RECORDS SHOWN:
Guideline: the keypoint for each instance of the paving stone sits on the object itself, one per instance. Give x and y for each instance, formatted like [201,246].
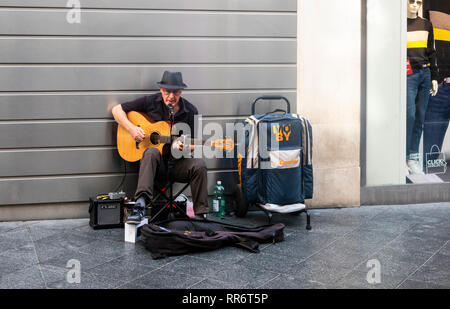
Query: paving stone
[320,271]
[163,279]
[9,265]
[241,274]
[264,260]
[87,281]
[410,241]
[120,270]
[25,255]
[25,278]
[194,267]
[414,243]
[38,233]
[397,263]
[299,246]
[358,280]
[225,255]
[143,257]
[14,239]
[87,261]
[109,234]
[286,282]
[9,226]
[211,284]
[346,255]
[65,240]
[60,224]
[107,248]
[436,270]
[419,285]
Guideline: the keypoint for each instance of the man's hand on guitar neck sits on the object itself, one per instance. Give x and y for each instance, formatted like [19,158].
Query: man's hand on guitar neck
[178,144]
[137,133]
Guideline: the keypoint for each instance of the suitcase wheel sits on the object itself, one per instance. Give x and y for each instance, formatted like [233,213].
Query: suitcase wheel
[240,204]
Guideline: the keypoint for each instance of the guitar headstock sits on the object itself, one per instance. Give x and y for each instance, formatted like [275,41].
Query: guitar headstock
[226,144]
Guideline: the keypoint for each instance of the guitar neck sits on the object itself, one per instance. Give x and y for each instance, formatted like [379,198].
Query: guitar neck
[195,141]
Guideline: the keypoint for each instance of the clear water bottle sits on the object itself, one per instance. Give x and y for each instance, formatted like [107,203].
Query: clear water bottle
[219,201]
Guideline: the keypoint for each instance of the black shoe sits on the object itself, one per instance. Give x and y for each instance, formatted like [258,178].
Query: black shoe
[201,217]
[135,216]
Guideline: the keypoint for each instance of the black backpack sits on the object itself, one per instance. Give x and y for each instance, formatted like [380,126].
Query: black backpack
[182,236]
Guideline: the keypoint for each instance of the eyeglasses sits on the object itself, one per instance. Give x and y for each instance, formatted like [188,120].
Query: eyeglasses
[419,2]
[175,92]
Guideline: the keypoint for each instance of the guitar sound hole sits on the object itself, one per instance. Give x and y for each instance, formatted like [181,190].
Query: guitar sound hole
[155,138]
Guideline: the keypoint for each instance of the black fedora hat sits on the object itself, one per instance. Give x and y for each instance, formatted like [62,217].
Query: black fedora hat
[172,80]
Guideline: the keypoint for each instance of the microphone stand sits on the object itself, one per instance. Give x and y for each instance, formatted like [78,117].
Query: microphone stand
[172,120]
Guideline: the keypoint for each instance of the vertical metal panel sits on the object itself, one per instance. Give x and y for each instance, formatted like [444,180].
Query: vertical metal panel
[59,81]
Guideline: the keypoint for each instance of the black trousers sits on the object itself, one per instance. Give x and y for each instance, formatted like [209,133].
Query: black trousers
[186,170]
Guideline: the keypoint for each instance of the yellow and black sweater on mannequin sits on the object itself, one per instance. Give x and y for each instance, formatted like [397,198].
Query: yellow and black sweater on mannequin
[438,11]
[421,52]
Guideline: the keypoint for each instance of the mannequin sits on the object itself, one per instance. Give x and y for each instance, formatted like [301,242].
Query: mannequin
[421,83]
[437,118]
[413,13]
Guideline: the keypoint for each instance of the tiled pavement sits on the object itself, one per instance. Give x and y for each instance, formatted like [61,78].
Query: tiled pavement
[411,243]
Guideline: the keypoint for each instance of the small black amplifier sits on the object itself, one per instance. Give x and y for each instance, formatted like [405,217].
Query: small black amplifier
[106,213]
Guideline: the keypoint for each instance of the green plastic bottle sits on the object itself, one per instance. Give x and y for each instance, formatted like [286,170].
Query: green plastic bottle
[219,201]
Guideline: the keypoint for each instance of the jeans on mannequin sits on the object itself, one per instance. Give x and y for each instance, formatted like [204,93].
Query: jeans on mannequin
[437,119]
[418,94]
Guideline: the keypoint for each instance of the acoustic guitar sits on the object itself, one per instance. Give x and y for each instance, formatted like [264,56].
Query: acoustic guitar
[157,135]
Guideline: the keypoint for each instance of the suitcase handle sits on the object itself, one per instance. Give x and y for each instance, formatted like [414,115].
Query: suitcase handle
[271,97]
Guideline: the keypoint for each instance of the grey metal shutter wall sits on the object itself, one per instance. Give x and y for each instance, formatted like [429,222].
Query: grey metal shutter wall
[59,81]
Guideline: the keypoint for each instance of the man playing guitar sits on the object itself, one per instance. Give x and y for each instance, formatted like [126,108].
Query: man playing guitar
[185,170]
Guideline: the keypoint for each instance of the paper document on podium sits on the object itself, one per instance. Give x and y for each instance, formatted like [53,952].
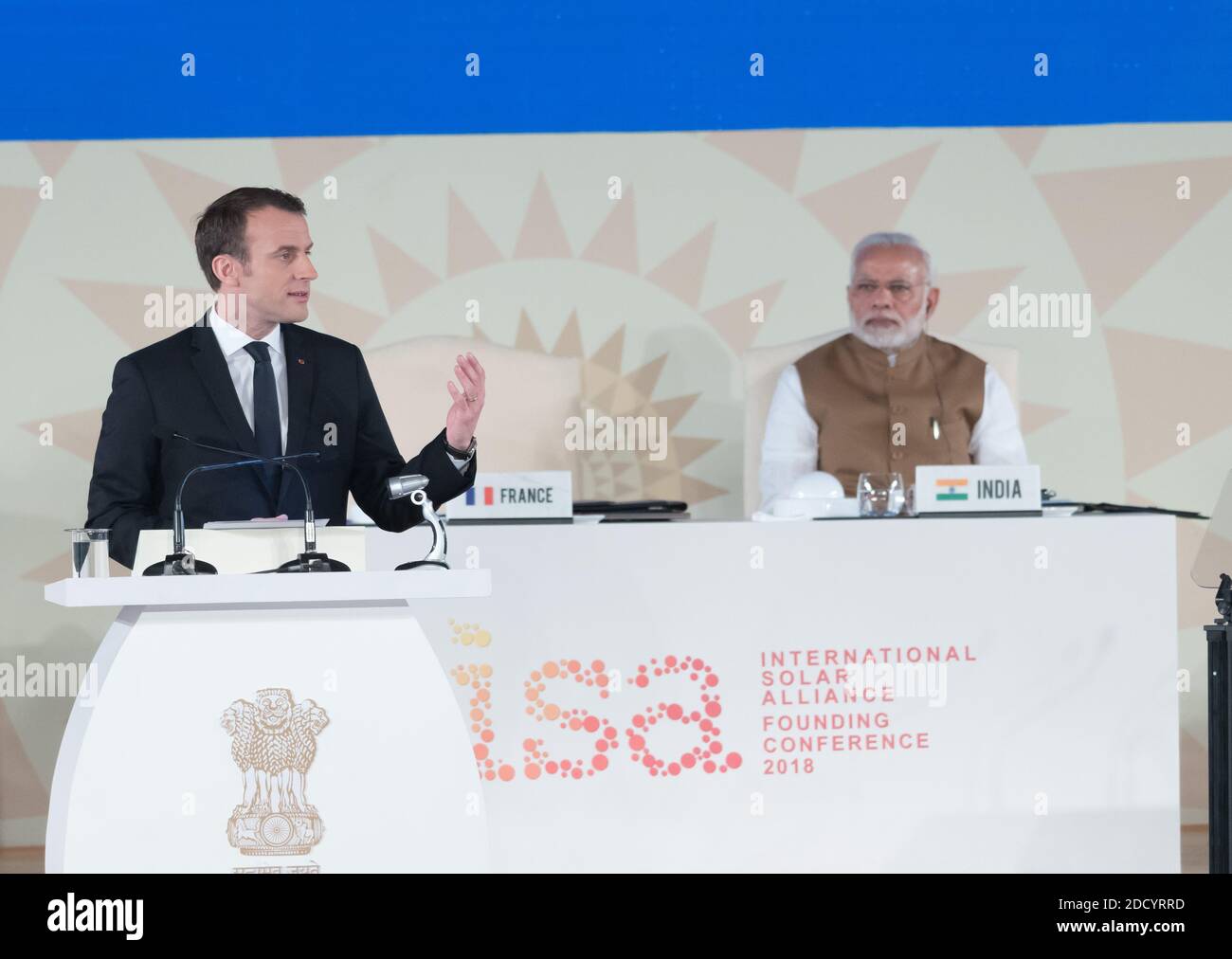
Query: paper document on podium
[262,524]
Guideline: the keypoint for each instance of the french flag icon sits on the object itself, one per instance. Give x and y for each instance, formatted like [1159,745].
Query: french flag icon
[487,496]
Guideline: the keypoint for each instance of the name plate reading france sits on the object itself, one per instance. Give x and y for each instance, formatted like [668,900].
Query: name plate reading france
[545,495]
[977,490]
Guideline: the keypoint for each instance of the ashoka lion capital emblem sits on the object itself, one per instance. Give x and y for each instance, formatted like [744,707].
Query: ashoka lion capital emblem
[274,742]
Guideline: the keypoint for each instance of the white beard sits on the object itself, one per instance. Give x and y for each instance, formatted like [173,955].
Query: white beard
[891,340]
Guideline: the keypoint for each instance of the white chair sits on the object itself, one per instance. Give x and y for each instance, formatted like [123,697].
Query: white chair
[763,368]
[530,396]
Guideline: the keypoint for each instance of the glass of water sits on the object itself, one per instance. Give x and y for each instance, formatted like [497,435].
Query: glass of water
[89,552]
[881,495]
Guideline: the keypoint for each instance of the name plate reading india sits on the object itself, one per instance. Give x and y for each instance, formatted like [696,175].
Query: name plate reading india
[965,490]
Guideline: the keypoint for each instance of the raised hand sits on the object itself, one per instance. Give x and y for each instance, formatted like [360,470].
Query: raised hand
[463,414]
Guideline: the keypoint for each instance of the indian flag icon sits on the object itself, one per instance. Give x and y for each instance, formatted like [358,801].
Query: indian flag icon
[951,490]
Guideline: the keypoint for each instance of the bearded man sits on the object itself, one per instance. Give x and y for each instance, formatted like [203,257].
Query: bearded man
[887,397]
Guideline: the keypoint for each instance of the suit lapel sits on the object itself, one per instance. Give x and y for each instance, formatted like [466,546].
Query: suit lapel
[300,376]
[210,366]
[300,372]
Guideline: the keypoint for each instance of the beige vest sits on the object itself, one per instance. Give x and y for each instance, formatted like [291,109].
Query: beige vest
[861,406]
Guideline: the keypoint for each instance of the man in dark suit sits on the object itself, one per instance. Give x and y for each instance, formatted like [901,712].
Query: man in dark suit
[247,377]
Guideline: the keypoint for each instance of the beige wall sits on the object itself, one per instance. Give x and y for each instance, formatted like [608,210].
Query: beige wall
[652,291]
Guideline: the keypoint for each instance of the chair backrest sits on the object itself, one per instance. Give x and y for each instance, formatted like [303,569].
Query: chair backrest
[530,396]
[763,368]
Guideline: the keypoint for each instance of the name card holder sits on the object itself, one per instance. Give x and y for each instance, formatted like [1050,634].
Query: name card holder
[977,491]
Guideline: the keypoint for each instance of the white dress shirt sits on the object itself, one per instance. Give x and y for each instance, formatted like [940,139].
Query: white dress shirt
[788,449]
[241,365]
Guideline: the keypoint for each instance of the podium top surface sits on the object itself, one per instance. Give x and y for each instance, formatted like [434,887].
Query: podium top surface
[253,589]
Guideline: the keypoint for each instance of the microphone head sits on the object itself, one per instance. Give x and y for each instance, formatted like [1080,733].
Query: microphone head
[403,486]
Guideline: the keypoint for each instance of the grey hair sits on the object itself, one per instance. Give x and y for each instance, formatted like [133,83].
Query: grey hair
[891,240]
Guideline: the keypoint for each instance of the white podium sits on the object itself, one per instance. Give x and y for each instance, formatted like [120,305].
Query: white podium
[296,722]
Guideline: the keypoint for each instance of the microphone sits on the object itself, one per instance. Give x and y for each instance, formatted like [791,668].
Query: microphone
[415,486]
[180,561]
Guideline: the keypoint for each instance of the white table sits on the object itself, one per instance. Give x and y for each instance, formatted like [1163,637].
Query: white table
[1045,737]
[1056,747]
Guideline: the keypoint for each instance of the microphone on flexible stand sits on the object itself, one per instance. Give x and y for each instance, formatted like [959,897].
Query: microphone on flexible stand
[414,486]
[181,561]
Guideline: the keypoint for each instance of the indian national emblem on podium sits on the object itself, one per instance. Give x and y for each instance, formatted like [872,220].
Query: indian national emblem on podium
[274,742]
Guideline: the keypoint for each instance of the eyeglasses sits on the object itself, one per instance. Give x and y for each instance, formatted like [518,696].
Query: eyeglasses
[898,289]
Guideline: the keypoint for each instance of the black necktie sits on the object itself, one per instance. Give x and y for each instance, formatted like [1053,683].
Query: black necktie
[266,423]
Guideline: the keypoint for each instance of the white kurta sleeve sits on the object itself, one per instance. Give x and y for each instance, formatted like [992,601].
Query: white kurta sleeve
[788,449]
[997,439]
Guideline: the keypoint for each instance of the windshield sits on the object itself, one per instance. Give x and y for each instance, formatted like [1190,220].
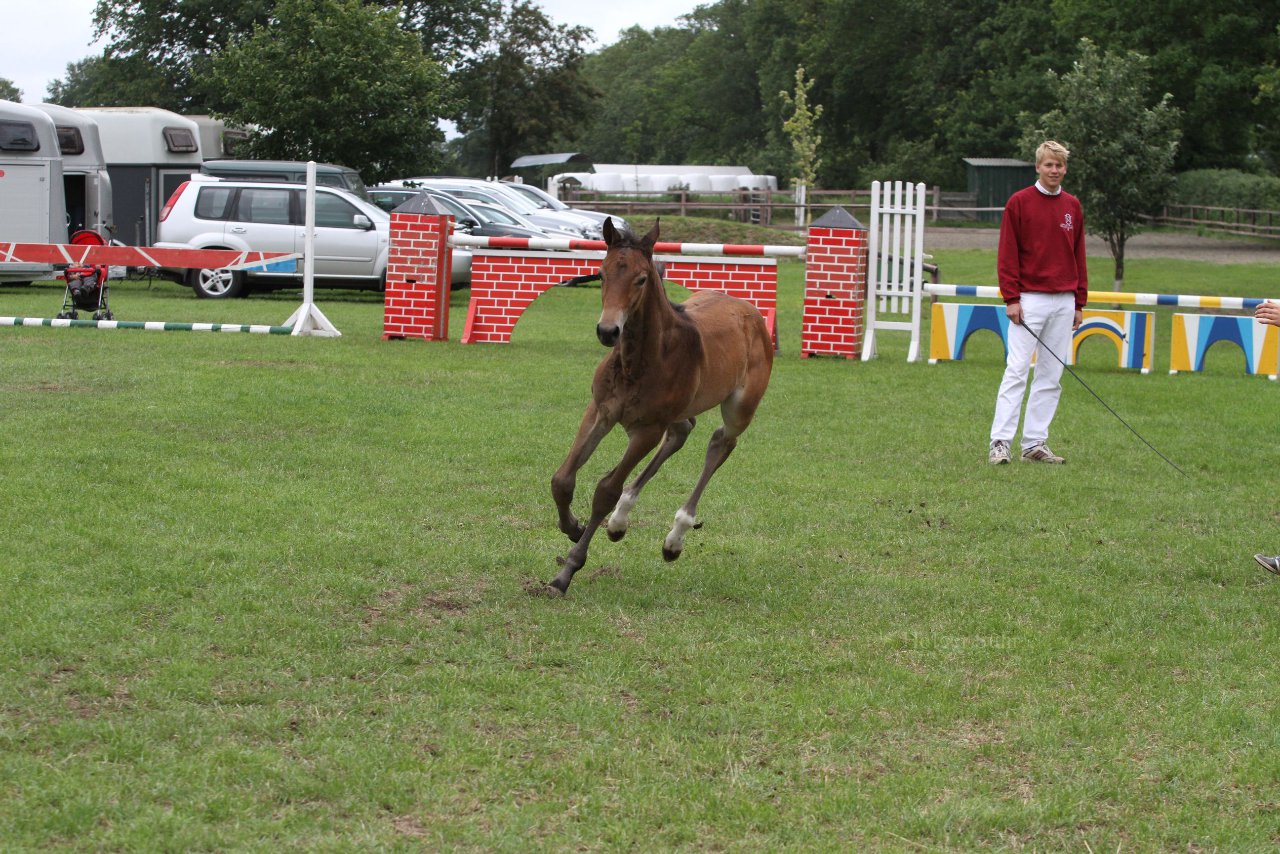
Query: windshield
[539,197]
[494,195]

PROMPT: Quote, without alteration, the lines running from the line containing "formatted like [518,696]." to the last line of the entries, and include no pictures.

THE OUTPUT:
Guideline: the keypoint for each instance of the eyeglasses sits on the object itself, one per instance. Give x and y for each instance, formatted like [518,696].
Query: eyeglasses
[898,289]
Guideline: the keypoint for each instance of the black necktie sits on the object itself, one per instance. Give x and y for each instance, formatted like [1053,683].
Query: black necktie
[266,423]
Guideline: the keypoint for each instance of the white kurta sleeve sits on the object itself, one per instance. Give x and y for each instance, formatted like [992,601].
Query: white kurta sleeve
[788,449]
[997,439]
Guideline: the keypoint for each instance of the windshield sits on the object itself, one per instance. Give x and y for each instance, formatted like [1190,220].
Query: windshield
[539,197]
[494,195]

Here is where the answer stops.